AIM OF THE TASK:
Continue the article below about Matt Bowden's legal BZP party pills, starting after its final sentence.

DOCUMENT SECTION:
• • • • • • •

"Legal Highs" used to mean paying £15 for a bad headache. But a New Zealand entrepreneur has sold 20 million doses of a new ecstasy substitute that works. Can former musician and recovered junkie Matt Bowden bring his legal pills to Britain? And are they safe?
Matt Bowden knew that the panel of serious-faced pharmacologists toxicologists and emergency doctors had no idea what to make of him. After all the former musician - dressed in a suit that appeared to be made from tablecloth - was trying to convince these government advisors to allow him to supply drugs to New Zealand's addicts. No matter what misgivings the committee had, Bowden was determined to sell them his idea - tackling New Zealand's spiralling methamphetamine problem by introducing his own 'safe' party pills.
In 1999, New Zealand had already accepted the concept of harm minimisation in drug use, and the government was desperate to contain the methamphetamine explosion and accompanying surge in violent behaviour. Bowden had created pills called Nemesis, using benzylpiperazine (BZP), a non addictive, euphoric stimulant. All he had to do now was win over the Expert Advisory Committee on Drugs and to make it through the Select Health Committee process, where everybody in the community had their say on his plans. Remarkably, he was successful and New Zealand introduced a new drug categorisation - Class D - for lower risk substances deemed not harmful enough to be illegal.
Fast forward to 2006 and the BZP pills have not only helped addicts but become a commercial success, with many imitators. Around 20 million tablets have been consumed in New Zealand with no reported fatalities. The industry is worth an estimated £8 million annually. Now Matt Bowden and his company Stargate want to bring safe, legal pills - that work - to the rest of the world.

• • • • • • •

DATA UNDER STUDY:
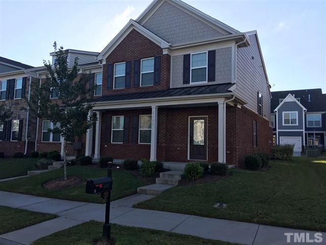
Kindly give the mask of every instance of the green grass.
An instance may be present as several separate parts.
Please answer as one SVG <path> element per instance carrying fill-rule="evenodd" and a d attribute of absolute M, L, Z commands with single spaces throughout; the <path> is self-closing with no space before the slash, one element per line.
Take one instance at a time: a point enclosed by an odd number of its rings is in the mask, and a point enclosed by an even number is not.
<path fill-rule="evenodd" d="M 38 158 L 0 158 L 0 180 L 22 176 L 35 169 Z"/>
<path fill-rule="evenodd" d="M 134 207 L 326 231 L 326 159 L 270 165 L 268 172 L 240 170 L 220 181 L 174 187 Z M 213 208 L 218 202 L 227 207 Z"/>
<path fill-rule="evenodd" d="M 33 245 L 93 245 L 101 239 L 103 223 L 90 221 L 43 237 Z M 227 245 L 230 243 L 144 228 L 111 225 L 111 237 L 117 245 Z M 95 243 L 96 244 L 96 243 Z"/>
<path fill-rule="evenodd" d="M 0 234 L 22 229 L 57 217 L 55 214 L 0 206 Z"/>
<path fill-rule="evenodd" d="M 68 176 L 79 176 L 86 179 L 107 176 L 105 169 L 86 166 L 69 167 L 67 172 Z M 62 177 L 63 168 L 60 168 L 35 176 L 0 182 L 0 190 L 68 200 L 102 203 L 102 199 L 99 195 L 85 193 L 86 183 L 63 190 L 47 190 L 42 186 L 49 180 Z M 137 187 L 146 184 L 130 173 L 122 170 L 114 170 L 112 172 L 112 201 L 132 194 L 137 192 Z"/>

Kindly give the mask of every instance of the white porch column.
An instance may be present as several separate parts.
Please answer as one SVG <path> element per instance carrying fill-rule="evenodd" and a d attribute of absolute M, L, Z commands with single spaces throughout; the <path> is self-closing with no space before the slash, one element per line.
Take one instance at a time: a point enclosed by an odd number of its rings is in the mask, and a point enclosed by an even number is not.
<path fill-rule="evenodd" d="M 95 133 L 95 153 L 94 155 L 94 159 L 100 158 L 100 149 L 101 148 L 101 120 L 102 119 L 102 113 L 96 112 L 96 130 Z"/>
<path fill-rule="evenodd" d="M 218 161 L 219 162 L 226 162 L 225 149 L 225 104 L 224 101 L 219 101 L 219 142 L 218 142 Z"/>
<path fill-rule="evenodd" d="M 89 118 L 93 115 L 93 111 L 88 113 Z M 86 133 L 86 145 L 85 145 L 85 156 L 92 156 L 93 148 L 93 128 L 90 128 Z"/>
<path fill-rule="evenodd" d="M 157 106 L 152 106 L 152 131 L 151 134 L 150 161 L 156 160 L 156 145 L 157 143 Z"/>

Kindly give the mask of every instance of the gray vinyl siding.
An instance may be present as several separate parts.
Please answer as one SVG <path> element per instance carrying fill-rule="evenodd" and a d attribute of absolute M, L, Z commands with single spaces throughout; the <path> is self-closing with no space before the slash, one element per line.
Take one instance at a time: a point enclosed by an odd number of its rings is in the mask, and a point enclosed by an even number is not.
<path fill-rule="evenodd" d="M 171 88 L 189 87 L 190 84 L 183 84 L 183 55 L 172 56 L 172 58 Z M 207 84 L 219 84 L 231 83 L 232 79 L 232 48 L 225 47 L 216 50 L 215 81 Z"/>
<path fill-rule="evenodd" d="M 246 106 L 258 112 L 257 92 L 263 95 L 263 115 L 270 119 L 270 95 L 256 34 L 249 36 L 251 45 L 237 48 L 236 86 L 234 92 L 248 102 Z M 253 56 L 254 59 L 252 59 Z"/>
<path fill-rule="evenodd" d="M 297 126 L 283 126 L 283 112 L 284 111 L 297 111 Z M 278 129 L 282 130 L 303 130 L 303 109 L 296 103 L 293 101 L 284 102 L 277 111 Z"/>
<path fill-rule="evenodd" d="M 163 3 L 143 26 L 172 44 L 224 35 L 167 2 Z"/>

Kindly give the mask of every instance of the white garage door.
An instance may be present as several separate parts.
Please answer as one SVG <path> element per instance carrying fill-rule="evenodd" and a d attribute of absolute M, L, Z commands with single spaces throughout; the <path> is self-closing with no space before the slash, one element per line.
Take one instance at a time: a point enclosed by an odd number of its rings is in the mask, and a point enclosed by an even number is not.
<path fill-rule="evenodd" d="M 301 137 L 280 137 L 280 144 L 294 144 L 293 152 L 301 152 Z"/>

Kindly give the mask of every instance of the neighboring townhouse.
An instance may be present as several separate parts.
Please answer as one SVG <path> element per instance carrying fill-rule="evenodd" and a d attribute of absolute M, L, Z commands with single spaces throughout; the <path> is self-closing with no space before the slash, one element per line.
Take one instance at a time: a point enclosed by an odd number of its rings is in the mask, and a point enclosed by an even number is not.
<path fill-rule="evenodd" d="M 325 150 L 326 94 L 321 89 L 271 92 L 273 143 L 294 144 L 296 155 L 306 149 Z"/>

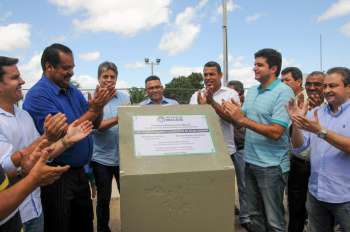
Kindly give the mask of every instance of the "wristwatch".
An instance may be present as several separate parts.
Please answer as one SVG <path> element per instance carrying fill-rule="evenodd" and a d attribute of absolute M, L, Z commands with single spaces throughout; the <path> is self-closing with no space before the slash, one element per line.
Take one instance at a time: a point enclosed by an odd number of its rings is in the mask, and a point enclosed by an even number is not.
<path fill-rule="evenodd" d="M 326 128 L 321 128 L 321 131 L 317 134 L 317 136 L 321 139 L 325 139 L 327 137 L 327 129 Z"/>

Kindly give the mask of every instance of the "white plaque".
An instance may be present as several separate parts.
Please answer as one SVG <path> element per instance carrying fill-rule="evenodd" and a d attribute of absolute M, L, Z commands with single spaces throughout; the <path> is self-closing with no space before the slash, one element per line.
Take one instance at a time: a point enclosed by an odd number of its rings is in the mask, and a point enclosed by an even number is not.
<path fill-rule="evenodd" d="M 136 156 L 215 152 L 205 115 L 133 116 Z"/>

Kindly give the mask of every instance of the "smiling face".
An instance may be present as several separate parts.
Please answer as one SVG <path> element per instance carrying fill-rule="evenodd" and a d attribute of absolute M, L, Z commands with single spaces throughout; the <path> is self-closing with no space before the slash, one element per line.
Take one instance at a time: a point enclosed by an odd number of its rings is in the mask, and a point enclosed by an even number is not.
<path fill-rule="evenodd" d="M 264 57 L 256 57 L 255 63 L 254 63 L 254 73 L 255 73 L 255 80 L 259 81 L 261 84 L 264 84 L 270 79 L 276 77 L 276 66 L 270 67 L 267 63 L 266 58 Z"/>
<path fill-rule="evenodd" d="M 101 87 L 111 86 L 115 87 L 117 83 L 117 74 L 112 69 L 102 71 L 98 77 L 98 82 Z"/>
<path fill-rule="evenodd" d="M 221 87 L 222 73 L 219 73 L 216 67 L 204 67 L 204 84 L 206 89 L 216 92 Z"/>
<path fill-rule="evenodd" d="M 293 90 L 294 94 L 298 94 L 301 91 L 301 80 L 294 80 L 291 72 L 282 74 L 281 80 Z"/>
<path fill-rule="evenodd" d="M 337 108 L 348 99 L 350 86 L 345 86 L 343 77 L 339 73 L 332 73 L 325 77 L 324 83 L 324 97 L 329 105 Z"/>
<path fill-rule="evenodd" d="M 323 102 L 323 81 L 324 77 L 319 74 L 311 75 L 306 78 L 305 90 L 309 98 Z"/>
<path fill-rule="evenodd" d="M 163 98 L 163 86 L 160 80 L 150 80 L 146 83 L 148 97 L 156 104 L 160 104 Z"/>
<path fill-rule="evenodd" d="M 53 65 L 46 64 L 47 77 L 55 82 L 61 88 L 67 89 L 70 83 L 70 79 L 74 72 L 74 59 L 70 53 L 59 52 L 59 64 L 54 67 Z"/>
<path fill-rule="evenodd" d="M 0 98 L 8 103 L 15 104 L 23 98 L 21 78 L 16 65 L 4 66 L 4 74 L 0 81 Z"/>

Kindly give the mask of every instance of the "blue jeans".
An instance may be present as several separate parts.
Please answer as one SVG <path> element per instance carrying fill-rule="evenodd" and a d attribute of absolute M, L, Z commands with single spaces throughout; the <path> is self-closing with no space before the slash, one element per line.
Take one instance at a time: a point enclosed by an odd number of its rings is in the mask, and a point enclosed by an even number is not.
<path fill-rule="evenodd" d="M 235 172 L 237 177 L 237 186 L 239 194 L 239 223 L 250 222 L 247 206 L 247 191 L 245 186 L 245 161 L 243 158 L 244 150 L 238 150 L 236 153 L 231 155 L 233 165 L 235 166 Z"/>
<path fill-rule="evenodd" d="M 44 231 L 44 214 L 41 213 L 39 217 L 33 218 L 23 223 L 25 232 L 43 232 Z"/>
<path fill-rule="evenodd" d="M 259 167 L 246 163 L 249 229 L 254 232 L 286 231 L 283 196 L 288 173 L 279 166 Z"/>
<path fill-rule="evenodd" d="M 335 221 L 344 231 L 350 231 L 350 202 L 327 203 L 308 193 L 306 208 L 310 232 L 333 231 Z"/>

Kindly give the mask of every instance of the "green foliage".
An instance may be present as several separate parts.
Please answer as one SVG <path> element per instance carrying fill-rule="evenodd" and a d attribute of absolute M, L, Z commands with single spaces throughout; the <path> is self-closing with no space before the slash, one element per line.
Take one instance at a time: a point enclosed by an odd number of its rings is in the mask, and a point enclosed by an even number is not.
<path fill-rule="evenodd" d="M 165 85 L 164 95 L 176 99 L 180 104 L 188 104 L 192 94 L 203 88 L 203 76 L 201 73 L 192 73 L 188 77 L 175 77 Z"/>
<path fill-rule="evenodd" d="M 128 89 L 130 94 L 131 104 L 138 104 L 146 99 L 146 92 L 144 88 L 131 87 Z"/>

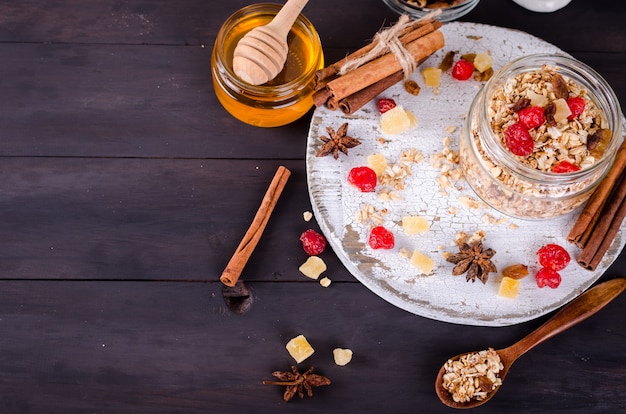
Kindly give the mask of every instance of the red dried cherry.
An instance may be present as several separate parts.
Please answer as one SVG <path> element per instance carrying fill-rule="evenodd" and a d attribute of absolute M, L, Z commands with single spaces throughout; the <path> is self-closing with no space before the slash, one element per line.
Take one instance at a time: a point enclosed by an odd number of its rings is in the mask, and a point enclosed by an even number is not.
<path fill-rule="evenodd" d="M 580 167 L 578 165 L 572 164 L 569 161 L 559 161 L 552 166 L 550 171 L 560 174 L 566 172 L 580 171 Z"/>
<path fill-rule="evenodd" d="M 371 193 L 376 188 L 376 173 L 370 167 L 354 167 L 348 173 L 348 182 L 363 193 Z"/>
<path fill-rule="evenodd" d="M 302 248 L 309 256 L 322 254 L 326 249 L 326 238 L 313 229 L 308 229 L 300 235 Z"/>
<path fill-rule="evenodd" d="M 396 101 L 394 101 L 391 98 L 380 98 L 378 100 L 378 110 L 380 111 L 381 114 L 384 114 L 388 110 L 393 109 L 395 107 L 396 107 Z"/>
<path fill-rule="evenodd" d="M 521 109 L 517 113 L 519 123 L 527 129 L 538 128 L 546 122 L 543 108 L 540 106 L 529 106 Z"/>
<path fill-rule="evenodd" d="M 528 133 L 528 129 L 519 122 L 509 125 L 504 131 L 504 139 L 509 151 L 515 155 L 530 155 L 535 148 L 535 142 Z"/>
<path fill-rule="evenodd" d="M 542 267 L 537 272 L 535 281 L 539 287 L 548 286 L 549 288 L 556 289 L 561 284 L 561 275 L 554 269 Z"/>
<path fill-rule="evenodd" d="M 372 249 L 393 249 L 393 233 L 383 226 L 374 227 L 370 233 L 369 244 Z"/>
<path fill-rule="evenodd" d="M 571 111 L 571 115 L 567 117 L 568 120 L 573 120 L 578 115 L 582 114 L 585 110 L 585 99 L 580 96 L 574 96 L 573 98 L 569 98 L 567 100 L 567 106 L 569 106 L 569 110 Z"/>
<path fill-rule="evenodd" d="M 570 261 L 567 250 L 558 244 L 546 244 L 537 250 L 537 256 L 541 266 L 556 271 L 565 269 Z"/>
<path fill-rule="evenodd" d="M 467 80 L 474 73 L 474 64 L 465 59 L 459 59 L 452 67 L 452 77 L 458 80 Z"/>

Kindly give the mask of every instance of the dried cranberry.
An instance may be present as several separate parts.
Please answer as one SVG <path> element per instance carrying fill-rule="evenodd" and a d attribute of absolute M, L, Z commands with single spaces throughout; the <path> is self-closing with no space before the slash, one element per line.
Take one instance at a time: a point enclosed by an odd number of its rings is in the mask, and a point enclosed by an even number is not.
<path fill-rule="evenodd" d="M 529 106 L 521 109 L 517 113 L 517 117 L 519 123 L 524 125 L 527 129 L 538 128 L 546 122 L 543 108 L 540 106 Z"/>
<path fill-rule="evenodd" d="M 578 115 L 582 114 L 585 110 L 585 99 L 580 96 L 575 96 L 573 98 L 569 98 L 567 100 L 567 106 L 569 106 L 569 110 L 572 112 L 570 116 L 567 117 L 568 120 L 573 120 Z"/>
<path fill-rule="evenodd" d="M 372 249 L 393 249 L 395 240 L 392 232 L 383 226 L 377 226 L 370 233 L 369 243 Z"/>
<path fill-rule="evenodd" d="M 396 107 L 396 101 L 394 101 L 391 98 L 380 98 L 378 100 L 378 110 L 380 111 L 381 114 L 384 114 L 388 110 L 393 109 L 395 107 Z"/>
<path fill-rule="evenodd" d="M 537 256 L 541 266 L 556 271 L 565 269 L 570 261 L 567 250 L 558 244 L 546 244 L 537 251 Z"/>
<path fill-rule="evenodd" d="M 535 281 L 539 287 L 548 286 L 556 289 L 561 284 L 561 275 L 554 269 L 542 267 L 535 275 Z"/>
<path fill-rule="evenodd" d="M 348 182 L 362 193 L 371 193 L 376 188 L 376 173 L 370 167 L 354 167 L 348 173 Z"/>
<path fill-rule="evenodd" d="M 515 155 L 526 156 L 533 153 L 535 143 L 528 133 L 528 129 L 519 122 L 509 125 L 504 131 L 506 146 Z"/>
<path fill-rule="evenodd" d="M 474 73 L 474 64 L 465 59 L 459 59 L 452 67 L 452 77 L 458 80 L 467 80 Z"/>
<path fill-rule="evenodd" d="M 560 174 L 565 172 L 580 171 L 580 167 L 572 164 L 569 161 L 559 161 L 552 166 L 550 171 Z"/>
<path fill-rule="evenodd" d="M 308 229 L 300 235 L 302 248 L 309 256 L 322 254 L 326 249 L 326 238 L 313 229 Z"/>

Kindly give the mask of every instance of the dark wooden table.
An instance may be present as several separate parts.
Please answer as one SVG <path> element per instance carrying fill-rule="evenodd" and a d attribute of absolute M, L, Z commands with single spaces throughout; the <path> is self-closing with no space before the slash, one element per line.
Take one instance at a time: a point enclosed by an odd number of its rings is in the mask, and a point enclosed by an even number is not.
<path fill-rule="evenodd" d="M 433 391 L 448 356 L 506 346 L 545 318 L 459 326 L 395 308 L 323 254 L 333 284 L 299 274 L 315 223 L 310 114 L 242 124 L 217 102 L 210 53 L 247 2 L 0 2 L 0 412 L 452 412 Z M 327 62 L 397 15 L 382 1 L 313 0 Z M 626 102 L 626 7 L 574 0 L 552 14 L 483 0 L 462 20 L 526 31 L 597 69 Z M 219 275 L 276 170 L 292 170 L 243 278 L 236 315 Z M 603 276 L 624 274 L 622 255 Z M 626 410 L 626 296 L 519 361 L 483 413 Z M 292 360 L 333 381 L 282 401 L 262 385 Z M 332 361 L 334 347 L 355 357 Z"/>

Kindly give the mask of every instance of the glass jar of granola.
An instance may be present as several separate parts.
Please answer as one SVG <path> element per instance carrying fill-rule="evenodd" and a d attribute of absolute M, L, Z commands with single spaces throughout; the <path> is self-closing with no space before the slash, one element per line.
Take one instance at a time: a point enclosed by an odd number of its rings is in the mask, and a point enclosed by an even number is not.
<path fill-rule="evenodd" d="M 584 203 L 622 140 L 615 93 L 593 69 L 530 55 L 500 69 L 470 107 L 459 145 L 467 182 L 487 204 L 523 219 Z"/>

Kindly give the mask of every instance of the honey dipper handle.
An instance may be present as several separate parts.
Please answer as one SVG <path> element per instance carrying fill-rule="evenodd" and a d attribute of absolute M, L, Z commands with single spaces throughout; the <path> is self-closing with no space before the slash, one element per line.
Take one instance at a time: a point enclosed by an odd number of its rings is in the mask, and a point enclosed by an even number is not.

• • • • • • •

EXPECTED ANSWER:
Since Stargate released their original BZP-based party pills in New Zealand, they breathed new life into the legal highs market - that dubious world where what you buy in headshops promises a safe alternative to the E experience but usually just delivers a bad headache. Here in the UK, after mushrooms were made illegal again last year, British companies have begun to churn out their versions of party pills that work. Large pharmaceutical companies are even researching their own products. Bowden has set his sights on ecstasy and along with his team of drug designers he's on a mission to perfect a legal alternative to MDMA based pills. It would appear that legal highs, once considered a bit of a joke by clubbers, have the potential to become big business here.
"One of my friends disembowelled himself with a samurai sword at a party when he was high on methamphetamine," says Matt Bowden. "That was the turning point for me. I knew that if he'd felt that he could have got help, then he might not have died like that. I realised that a safer alternative needed to be created."